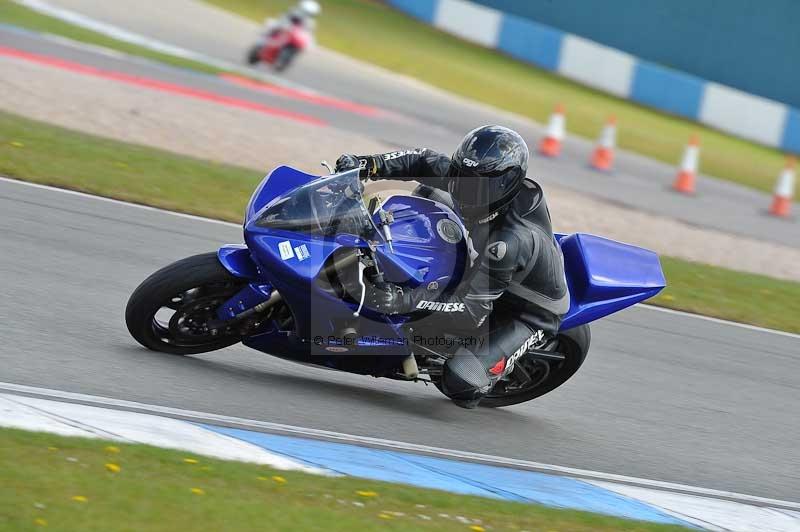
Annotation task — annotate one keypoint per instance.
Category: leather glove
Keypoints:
(347, 162)
(367, 163)
(389, 299)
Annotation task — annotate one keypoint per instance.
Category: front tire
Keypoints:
(170, 310)
(285, 58)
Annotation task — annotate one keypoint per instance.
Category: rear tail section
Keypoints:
(605, 276)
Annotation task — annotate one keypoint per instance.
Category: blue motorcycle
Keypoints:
(296, 288)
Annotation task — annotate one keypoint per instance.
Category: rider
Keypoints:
(303, 14)
(516, 294)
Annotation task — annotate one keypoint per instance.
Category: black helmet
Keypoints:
(487, 169)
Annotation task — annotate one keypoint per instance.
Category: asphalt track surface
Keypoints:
(661, 396)
(429, 117)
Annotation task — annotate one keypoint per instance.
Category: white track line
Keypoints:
(230, 224)
(265, 426)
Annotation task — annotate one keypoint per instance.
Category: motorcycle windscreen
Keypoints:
(324, 207)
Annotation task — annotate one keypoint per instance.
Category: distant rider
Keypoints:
(517, 280)
(303, 14)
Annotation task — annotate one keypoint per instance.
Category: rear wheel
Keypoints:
(171, 309)
(534, 376)
(284, 59)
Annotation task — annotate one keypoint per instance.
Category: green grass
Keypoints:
(736, 296)
(38, 152)
(378, 34)
(153, 491)
(17, 15)
(34, 151)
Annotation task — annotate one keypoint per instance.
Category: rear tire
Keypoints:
(574, 345)
(191, 288)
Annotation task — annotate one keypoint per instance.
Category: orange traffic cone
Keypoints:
(687, 174)
(603, 156)
(551, 143)
(784, 191)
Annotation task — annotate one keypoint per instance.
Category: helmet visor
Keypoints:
(485, 192)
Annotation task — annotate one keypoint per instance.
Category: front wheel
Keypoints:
(535, 377)
(170, 310)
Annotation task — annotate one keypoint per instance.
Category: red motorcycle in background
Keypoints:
(282, 40)
(280, 46)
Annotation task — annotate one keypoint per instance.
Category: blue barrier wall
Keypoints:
(622, 73)
(752, 45)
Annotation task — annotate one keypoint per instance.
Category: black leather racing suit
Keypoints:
(516, 287)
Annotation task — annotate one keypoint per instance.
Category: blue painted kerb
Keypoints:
(452, 475)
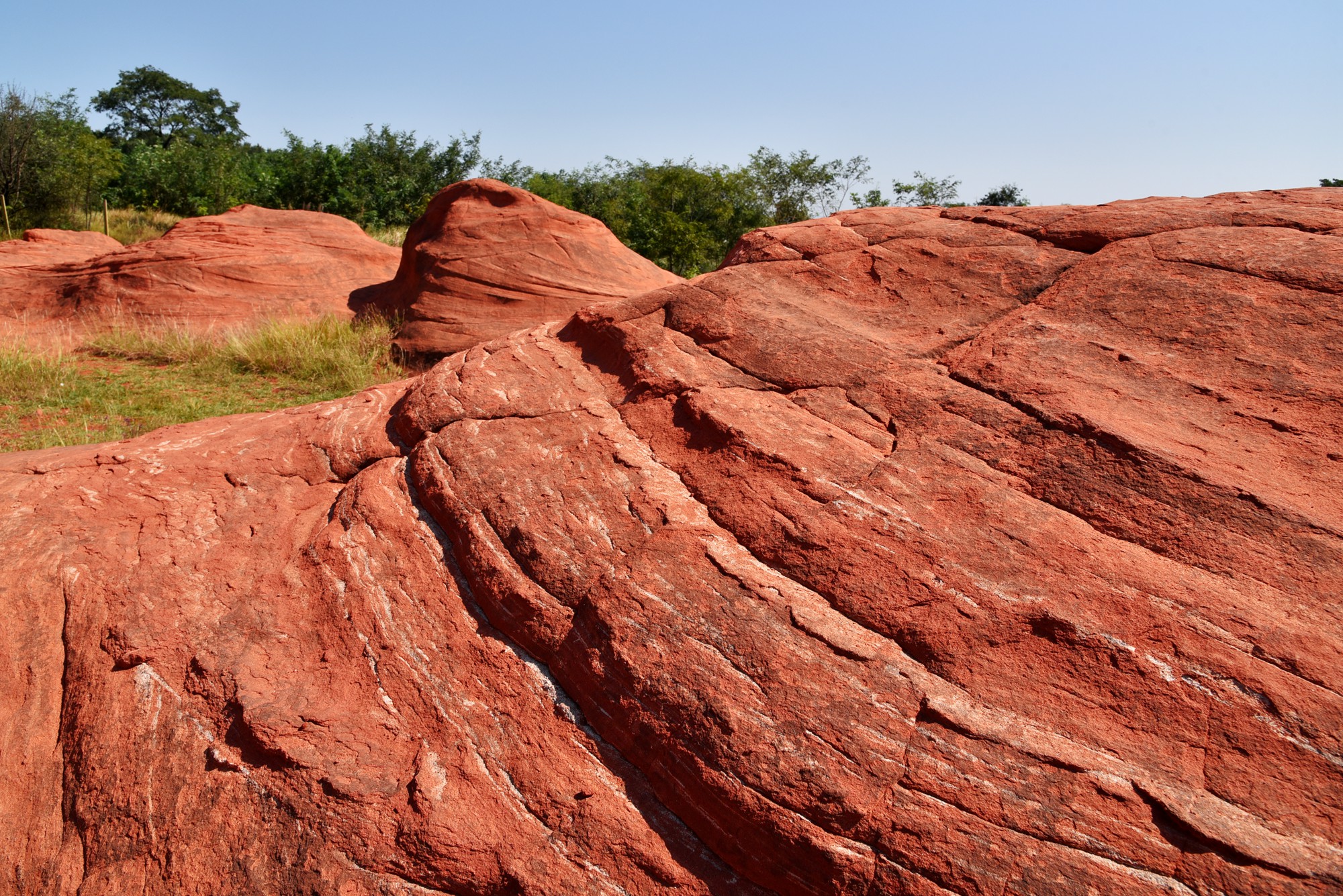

▬▬▬

* _Exercise requirements_: Line count for "front": state how many lines of the records contain it, and give only the number.

* _Response area_: 2